WHAT TO DO:
- 1) In the text on human rights in Sweden, when was the EU report on Sweden's national regulatory mechanisms published?
- 2) Pick up the text on human rights in Sweden after its final sentence and carry it forward.

SOURCE DOCUMENT:
+ + +

Sweden has earned an international reputation as a country where human rights law is respected. However, serious flaws exist affecting ethnic and sexual minorities, persons with disabilities, women and the elderly who are often exposed to discrimination and other human rights abuses.
There are also other human rights issues that affect Sweden such as the increasing police violence, violations of privacy, ethnic profiling, deficiencies in asylum law and crimes against the fundamental rights of Roma and Sami coupled with the increasing prevalence of hate crimes within Swedish society. These are the main areas of focus for Civil Rights Defenders and will outlined in greater detail below.
Details have emerged in recent years demonstrating how Sweden has been heavily involved in telecommunications surveillance. There is a lack of effective protection of individual rights coupled with substandard mechanisms for transparency and accountability. Information from, among others, the whistle-blower Edward Snowden has shown that the Swedish Authority Defence Radio Establishment (FRA) has worked closely with its counterparts in the USA and UK. It has emerged that the FRA both engages in active signals intelligence but also that it shares large amounts of unprocessed raw data with American and British intelligence services. These revelations stand in direct contrast to previous assurances given by the FRA and the Swedish government.
The legislation that governs FRA’s activities limits the agency’s ability both to monitor people in Sweden and to participate in joint international operations. But the law regulating the FRA is vague and equipped with several exceptions that are difficult to interpret. The Defence Intelligence Court is supposed to guarantee that the legislation is complied with and must grant formal approval to any signal intelligence activities. The State Inspection for Defence Intelligence (SIUN) is also charged with overseeing the activities of the FRA. However, these control mechanisms are insufficient. An EU report published in November 2013 found that the national regulatory mechanisms in Sweden both lack independence and ability to effectively review and monitor compliance with the law. Given that FRA’s, the Court and SIUN’s activities and decisions are confidential, it is impossible to scrutinise how their supervision works. For the same reason it is not possible to make any independent review of the FRA in order to assess how the law is applied in practice and to what extent people in Sweden are subjected to surveillance.

+ + +

MATERIAL PROVIDED:
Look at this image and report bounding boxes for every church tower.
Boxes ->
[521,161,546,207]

+ + +

EXERCISE RESPONSES:
- 1) November 2013.

- 2)
Police use of firearms
Death as a result of police intervention has increased in Sweden. Throughout 2013 and the first few months of 2014, six people were shot dead by the police, compared with the previous ten years where no more than one person per year died as a consequence of police actions. Nearly half of all those who died in police shootings since 1990 suffered from mental illness. Investigations into police use of deadly force has so far, except for one pending case, been closed off with the findings stating that the police officers in question acted in self-defence.
Since 2002 Swedish police have used expanding bullets (also known as dumdum bullets), as ammunition. The use of this ammunition has been banned from armed conflict since 1899 as it is considered to lead to unjustifiable suffering. Self-defence is regularly invoked when the police are involved, and the regulation of the police use of firearms is out-dated and difficult to apply. Investigations into the police use of force is not independent but carried out by an internal investigative body governed by the National Police. Furthermore, the police have no special expertise or training in dealing with people who suffer with mental illness. The government to date has not demonstrated its willingness to reform procedures concerning the police use of firearms.
The right to be free from discrimination is a fundamental principle of human rights law and a cornerstone in all key human rights instruments. The Swedish Discrimination Act of 2009 prohibits discrimination in a wide range of areas and provides opportunities for those affected by discrimination to claim redress. But despite this strong legal protection, numerous reports have demonstrated that the application of the law in many cases is flawed. Roma, Muslims, African Swedes and people with physical and mental disabilities continue to face systematic discrimination in many areas of society. Gender discrimination and discrimination against LGBT people is also common.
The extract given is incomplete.